Problem details:
From the data below, return all lines holding the string "branch".

▽

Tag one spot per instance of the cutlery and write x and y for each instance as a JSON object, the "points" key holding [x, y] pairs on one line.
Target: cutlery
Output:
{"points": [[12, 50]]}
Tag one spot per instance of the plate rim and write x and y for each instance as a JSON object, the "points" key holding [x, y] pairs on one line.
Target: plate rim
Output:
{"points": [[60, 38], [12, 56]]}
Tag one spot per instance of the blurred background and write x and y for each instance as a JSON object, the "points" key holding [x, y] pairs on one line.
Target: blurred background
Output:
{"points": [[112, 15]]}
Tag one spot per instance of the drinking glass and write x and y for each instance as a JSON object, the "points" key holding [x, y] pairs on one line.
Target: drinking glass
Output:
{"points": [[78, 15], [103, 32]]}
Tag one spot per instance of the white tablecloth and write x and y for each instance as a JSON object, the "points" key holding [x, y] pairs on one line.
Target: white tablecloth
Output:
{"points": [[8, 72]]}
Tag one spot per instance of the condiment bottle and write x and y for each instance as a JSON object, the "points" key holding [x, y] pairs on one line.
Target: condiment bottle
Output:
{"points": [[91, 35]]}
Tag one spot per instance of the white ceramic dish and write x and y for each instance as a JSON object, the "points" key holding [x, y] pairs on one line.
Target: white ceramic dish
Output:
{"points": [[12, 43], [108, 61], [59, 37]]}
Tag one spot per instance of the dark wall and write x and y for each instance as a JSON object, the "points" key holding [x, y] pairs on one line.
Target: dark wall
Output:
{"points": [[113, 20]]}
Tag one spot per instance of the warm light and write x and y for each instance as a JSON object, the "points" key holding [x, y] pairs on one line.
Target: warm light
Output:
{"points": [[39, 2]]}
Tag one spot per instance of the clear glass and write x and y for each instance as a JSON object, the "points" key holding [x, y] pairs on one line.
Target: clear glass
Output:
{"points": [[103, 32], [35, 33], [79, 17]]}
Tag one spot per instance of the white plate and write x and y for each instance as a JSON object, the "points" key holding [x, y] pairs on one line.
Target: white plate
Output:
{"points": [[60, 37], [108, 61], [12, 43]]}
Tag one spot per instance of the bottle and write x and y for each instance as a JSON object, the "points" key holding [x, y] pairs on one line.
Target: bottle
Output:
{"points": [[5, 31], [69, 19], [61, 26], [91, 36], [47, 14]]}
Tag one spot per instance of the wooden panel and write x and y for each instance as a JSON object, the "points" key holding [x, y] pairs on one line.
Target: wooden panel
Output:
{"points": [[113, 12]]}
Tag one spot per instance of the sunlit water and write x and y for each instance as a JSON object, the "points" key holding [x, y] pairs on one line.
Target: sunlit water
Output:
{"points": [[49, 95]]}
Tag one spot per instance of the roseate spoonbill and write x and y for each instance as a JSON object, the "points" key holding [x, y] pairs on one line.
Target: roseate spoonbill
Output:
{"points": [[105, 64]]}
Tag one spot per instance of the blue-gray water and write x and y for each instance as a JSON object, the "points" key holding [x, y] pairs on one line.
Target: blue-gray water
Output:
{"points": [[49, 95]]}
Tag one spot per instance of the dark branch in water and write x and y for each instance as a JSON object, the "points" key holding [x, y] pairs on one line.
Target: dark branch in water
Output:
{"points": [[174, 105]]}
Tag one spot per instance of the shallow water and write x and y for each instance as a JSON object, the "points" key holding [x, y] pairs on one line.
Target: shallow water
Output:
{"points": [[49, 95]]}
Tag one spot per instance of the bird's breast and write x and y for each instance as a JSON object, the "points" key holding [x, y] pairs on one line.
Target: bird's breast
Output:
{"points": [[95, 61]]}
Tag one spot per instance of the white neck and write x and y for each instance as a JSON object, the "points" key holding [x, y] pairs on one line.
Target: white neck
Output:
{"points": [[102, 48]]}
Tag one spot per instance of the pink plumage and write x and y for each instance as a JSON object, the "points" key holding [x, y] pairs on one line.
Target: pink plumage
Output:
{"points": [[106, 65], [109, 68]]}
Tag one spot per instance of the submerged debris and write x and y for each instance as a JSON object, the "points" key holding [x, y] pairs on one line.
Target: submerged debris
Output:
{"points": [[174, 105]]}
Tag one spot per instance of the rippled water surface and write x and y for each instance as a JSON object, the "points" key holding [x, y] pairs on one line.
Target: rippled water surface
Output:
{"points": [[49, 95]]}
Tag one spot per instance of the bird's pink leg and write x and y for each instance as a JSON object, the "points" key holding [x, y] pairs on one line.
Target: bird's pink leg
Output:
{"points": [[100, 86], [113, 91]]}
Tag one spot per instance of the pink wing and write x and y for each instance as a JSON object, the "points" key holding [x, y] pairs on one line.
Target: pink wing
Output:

△

Response to this task:
Tag one spot per instance of the dark branch in water and write x and y for each instance as a JSON object, the "points" key holding [x, y] pairs on one line.
Target: dark branch in water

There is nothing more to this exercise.